▶ **CONSIGNE ÉCRITE 1**: Selon le feuilleton théologique sur les limites, que soulignent certains au sujet de la mise en question des limites ?
▶ **CONSIGNE ÉCRITE 2**: Reproduisez sans rien changer le passage du feuilleton théologique sur les limites qui commence par « Pour comprendre la » et se poursuit jusqu'à « ou étranger ?! ».
▶ **CONSIGNE ÉCRITE 3**: Prolongez le feuilleton théologique consacré aux limites en reprenant juste après sa dernière phrase.

▶ **TEXTE FOURNI**:
****************

Feuilleton théologique par Angelika Lung-Krause [1]
Celles et ceux qui ont osé les limites
Si on veut explorer cette question, une petite expédition biblique s’impose. Et on pourrait parler, dans un premier temps, des textes de transgression franche : le fruit cueilli, malgré l’interdit ; la tour qui s’élève vers le ciel… et j’en passe. Certains considèrent ces transgressions comme des désastres successifs. D’autres soulignent que la mise en question des limites est nécessaire à toute croissance. Mais dans les deux cas de figure, la transgression est un acte qui interroge ou nie la limite.
Pour comprendre la question du fonctionnement des limites, on pourrait également invoquer la nouveauté du message de Jésus ; les limites ne sont plus constitutives de la foi. Elles avaient pourtant structuré la société : était-on circoncis ou non, pur ou impur, descendant d’Abraham ou étranger ?!

****************

▶ **ENREGISTREMENTS FOURNIS**:
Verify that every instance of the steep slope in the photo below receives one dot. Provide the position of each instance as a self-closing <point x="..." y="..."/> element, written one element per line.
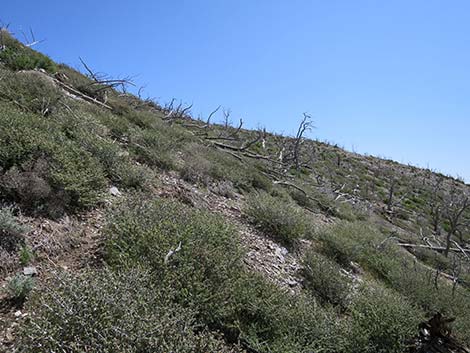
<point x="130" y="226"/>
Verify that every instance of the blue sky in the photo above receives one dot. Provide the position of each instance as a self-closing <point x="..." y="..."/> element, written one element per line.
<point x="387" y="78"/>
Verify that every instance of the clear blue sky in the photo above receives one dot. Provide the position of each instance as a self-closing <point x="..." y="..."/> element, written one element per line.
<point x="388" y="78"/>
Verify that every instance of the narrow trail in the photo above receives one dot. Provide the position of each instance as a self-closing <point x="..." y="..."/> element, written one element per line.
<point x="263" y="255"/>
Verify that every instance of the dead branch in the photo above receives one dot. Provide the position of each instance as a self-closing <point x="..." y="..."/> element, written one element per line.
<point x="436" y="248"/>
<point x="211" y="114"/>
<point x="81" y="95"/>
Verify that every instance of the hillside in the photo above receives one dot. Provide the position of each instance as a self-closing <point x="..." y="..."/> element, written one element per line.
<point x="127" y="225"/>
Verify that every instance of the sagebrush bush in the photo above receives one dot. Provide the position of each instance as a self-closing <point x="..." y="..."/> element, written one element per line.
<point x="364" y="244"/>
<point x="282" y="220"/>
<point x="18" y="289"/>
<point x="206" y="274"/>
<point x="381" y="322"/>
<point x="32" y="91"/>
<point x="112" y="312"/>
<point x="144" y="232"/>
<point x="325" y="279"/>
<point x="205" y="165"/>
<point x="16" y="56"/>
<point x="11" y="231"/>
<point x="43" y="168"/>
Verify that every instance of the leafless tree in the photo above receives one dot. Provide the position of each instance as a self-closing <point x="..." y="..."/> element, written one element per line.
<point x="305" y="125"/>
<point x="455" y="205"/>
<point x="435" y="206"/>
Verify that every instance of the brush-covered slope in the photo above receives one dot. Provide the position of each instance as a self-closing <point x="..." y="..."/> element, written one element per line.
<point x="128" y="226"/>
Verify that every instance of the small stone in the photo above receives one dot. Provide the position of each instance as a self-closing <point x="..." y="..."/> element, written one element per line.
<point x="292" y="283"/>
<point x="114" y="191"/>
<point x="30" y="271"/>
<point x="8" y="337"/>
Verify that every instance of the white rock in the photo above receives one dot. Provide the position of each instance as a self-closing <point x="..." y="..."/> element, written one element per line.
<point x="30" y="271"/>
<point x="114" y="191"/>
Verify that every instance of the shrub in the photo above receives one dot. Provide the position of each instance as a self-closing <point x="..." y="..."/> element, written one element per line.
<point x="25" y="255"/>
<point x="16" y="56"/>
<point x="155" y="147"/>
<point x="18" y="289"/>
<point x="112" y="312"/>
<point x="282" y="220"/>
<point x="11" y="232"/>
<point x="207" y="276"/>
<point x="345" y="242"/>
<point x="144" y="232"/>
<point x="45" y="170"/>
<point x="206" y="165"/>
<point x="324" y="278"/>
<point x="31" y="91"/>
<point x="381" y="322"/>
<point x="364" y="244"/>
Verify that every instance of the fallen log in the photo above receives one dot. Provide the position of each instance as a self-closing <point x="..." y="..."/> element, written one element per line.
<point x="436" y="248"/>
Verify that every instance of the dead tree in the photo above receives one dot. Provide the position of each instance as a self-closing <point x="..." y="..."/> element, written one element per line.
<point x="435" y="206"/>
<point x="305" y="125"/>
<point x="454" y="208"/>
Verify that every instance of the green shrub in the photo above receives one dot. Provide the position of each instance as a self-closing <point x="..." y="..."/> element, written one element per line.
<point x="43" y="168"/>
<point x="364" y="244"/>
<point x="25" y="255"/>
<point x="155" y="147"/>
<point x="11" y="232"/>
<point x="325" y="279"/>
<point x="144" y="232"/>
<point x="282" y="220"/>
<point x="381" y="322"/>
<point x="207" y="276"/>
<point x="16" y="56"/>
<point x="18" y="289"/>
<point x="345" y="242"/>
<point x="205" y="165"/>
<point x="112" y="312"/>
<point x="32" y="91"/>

****************

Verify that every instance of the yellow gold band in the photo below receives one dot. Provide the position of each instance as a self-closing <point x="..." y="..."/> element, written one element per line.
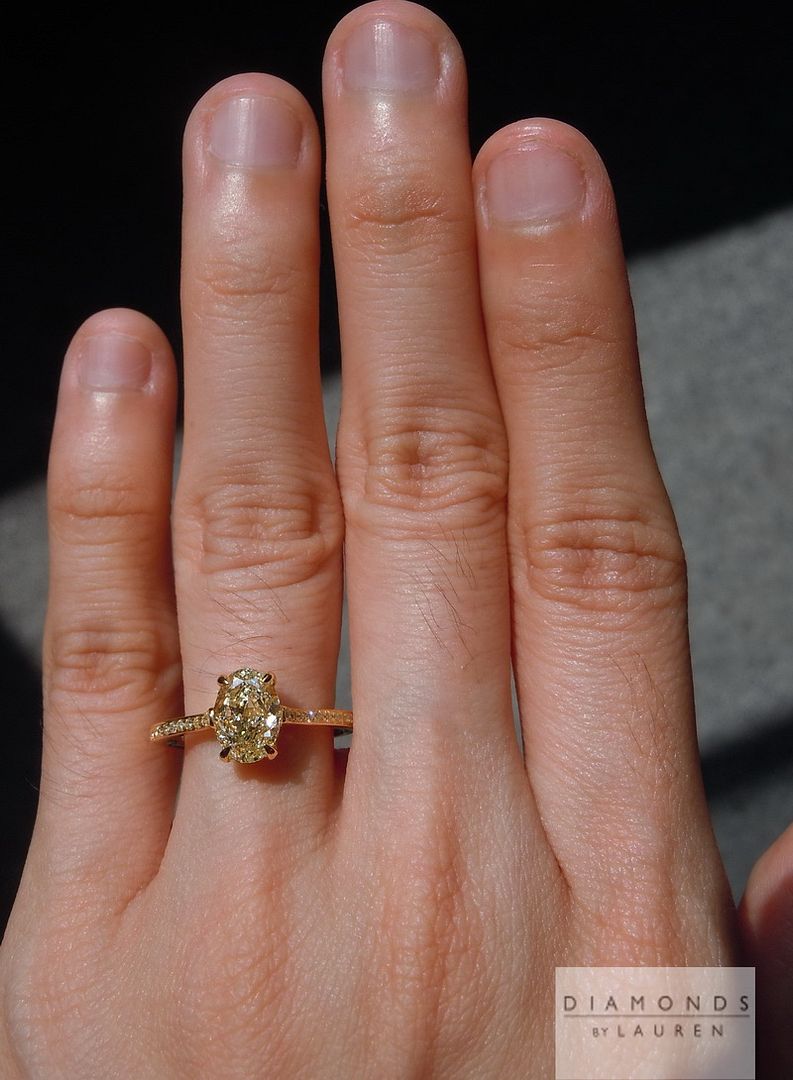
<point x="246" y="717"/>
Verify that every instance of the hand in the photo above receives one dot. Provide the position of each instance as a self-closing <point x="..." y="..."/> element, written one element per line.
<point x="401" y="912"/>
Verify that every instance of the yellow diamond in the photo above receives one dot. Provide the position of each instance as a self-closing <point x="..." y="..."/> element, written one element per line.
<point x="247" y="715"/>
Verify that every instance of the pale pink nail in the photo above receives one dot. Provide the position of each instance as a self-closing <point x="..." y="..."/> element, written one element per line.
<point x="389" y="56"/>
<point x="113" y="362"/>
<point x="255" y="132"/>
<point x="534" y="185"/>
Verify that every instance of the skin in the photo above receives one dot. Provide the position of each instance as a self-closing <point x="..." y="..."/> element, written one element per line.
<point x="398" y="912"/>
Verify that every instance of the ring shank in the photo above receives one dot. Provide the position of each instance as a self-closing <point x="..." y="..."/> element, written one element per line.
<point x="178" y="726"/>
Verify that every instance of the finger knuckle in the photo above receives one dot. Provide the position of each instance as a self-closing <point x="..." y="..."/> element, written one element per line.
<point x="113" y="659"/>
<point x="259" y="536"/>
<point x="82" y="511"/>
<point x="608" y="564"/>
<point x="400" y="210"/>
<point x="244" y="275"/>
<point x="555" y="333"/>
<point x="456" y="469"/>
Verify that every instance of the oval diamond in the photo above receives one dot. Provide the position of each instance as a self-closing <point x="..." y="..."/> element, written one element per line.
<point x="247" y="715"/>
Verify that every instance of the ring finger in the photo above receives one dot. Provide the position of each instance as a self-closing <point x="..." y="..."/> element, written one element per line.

****************

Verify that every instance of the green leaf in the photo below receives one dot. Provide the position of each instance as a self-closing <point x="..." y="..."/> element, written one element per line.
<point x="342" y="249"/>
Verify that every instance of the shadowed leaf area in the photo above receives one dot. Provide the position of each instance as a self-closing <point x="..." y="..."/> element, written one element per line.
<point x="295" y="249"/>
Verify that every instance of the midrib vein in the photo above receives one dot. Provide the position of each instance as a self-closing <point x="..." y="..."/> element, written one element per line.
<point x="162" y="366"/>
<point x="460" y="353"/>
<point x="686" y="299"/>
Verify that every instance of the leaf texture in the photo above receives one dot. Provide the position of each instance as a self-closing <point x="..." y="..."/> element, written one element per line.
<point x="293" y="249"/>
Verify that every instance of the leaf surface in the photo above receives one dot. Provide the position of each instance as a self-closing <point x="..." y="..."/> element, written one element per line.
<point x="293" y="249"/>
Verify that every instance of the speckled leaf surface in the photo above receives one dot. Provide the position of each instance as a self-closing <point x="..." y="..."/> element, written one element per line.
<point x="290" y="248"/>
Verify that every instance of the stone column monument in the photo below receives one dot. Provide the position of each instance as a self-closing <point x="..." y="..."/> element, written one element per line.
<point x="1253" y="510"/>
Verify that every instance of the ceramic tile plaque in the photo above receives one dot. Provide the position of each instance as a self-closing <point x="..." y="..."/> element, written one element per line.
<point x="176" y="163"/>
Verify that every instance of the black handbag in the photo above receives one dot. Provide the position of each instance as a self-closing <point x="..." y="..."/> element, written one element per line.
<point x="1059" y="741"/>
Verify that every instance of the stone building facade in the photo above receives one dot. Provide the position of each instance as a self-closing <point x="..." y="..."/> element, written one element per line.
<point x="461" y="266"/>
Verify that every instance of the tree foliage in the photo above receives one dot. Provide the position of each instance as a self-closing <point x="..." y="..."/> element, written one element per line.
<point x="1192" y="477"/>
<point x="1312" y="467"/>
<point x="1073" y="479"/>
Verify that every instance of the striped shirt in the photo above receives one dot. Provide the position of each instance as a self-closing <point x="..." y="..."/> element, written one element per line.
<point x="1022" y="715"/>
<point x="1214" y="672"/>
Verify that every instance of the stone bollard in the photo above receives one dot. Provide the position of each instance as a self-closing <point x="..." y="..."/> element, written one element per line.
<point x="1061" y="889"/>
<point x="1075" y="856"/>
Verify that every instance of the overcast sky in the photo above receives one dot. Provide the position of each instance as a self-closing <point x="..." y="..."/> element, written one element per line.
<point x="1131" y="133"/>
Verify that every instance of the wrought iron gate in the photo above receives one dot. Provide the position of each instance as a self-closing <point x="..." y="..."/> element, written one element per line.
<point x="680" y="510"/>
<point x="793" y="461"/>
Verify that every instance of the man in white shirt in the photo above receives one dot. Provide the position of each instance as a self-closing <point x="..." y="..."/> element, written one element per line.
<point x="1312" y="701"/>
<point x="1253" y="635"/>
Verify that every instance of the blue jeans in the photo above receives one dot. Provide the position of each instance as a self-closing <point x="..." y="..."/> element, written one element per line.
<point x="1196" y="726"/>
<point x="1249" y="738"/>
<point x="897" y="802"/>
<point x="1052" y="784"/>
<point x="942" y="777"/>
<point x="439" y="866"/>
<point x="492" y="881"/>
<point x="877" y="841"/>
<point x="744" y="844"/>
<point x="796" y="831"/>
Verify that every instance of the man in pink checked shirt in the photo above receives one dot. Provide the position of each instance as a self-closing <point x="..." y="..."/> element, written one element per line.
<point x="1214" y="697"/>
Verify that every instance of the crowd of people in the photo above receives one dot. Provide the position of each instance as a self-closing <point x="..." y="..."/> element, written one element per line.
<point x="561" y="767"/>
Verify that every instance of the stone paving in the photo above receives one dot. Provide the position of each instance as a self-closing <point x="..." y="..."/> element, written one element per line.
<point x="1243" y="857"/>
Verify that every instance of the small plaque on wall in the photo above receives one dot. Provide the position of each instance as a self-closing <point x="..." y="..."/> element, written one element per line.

****************

▶ **RÉSULTAT OBTENU 1**: Ils soulignent qu'elle est nécessaire à toute croissance.

▶ **RÉSULTAT OBTENU 2**:
Pour comprendre la question du fonctionnement des limites, on pourrait également invoquer la nouveauté du message de Jésus ; les limites ne sont plus constitutives de la foi. Elles avaient pourtant structuré la société : était-on circoncis ou non, pur ou impur, descendant d’Abraham ou étranger ?!

▶ **RÉSULTAT OBTENU 3**:
On pourrait avancer qu’avec Jésus les limites sont tombées d’elles-mêmes. Malgré la résistance de certains ! Car il y a ceux qui s’obstinent à veiller à maintenir la différence entre contribuables et inspecteurs d’impôts, entre occupants et occupés, entre hommes et femmes. On pourrait presque parler d’un durcissement des positions, autour de Jésus, qui ont creusé certaines limites.
Une rencontre improbable
Mais parfois, autour de Jésus, la limite fonctionne comme un point d’appui, comme un levier. Le fait de prendre la frontière en considération permet de faire évoluer tout le monde.
Je voudrais regarder ceci à partir d’une rencontre de Jésus avec une femme. Dans l’évangile de Matthieu, cette mère est dite cananéenne. Son appellation dans d’autres évangiles indique le lieu de sa rencontre avec Jésus : la Syro-Phénicienne. Elle habite du côté des grandes villes de Sidon et de Tyr, du côté du Liban d’aujourd’hui. De l’autre côté de la frontière.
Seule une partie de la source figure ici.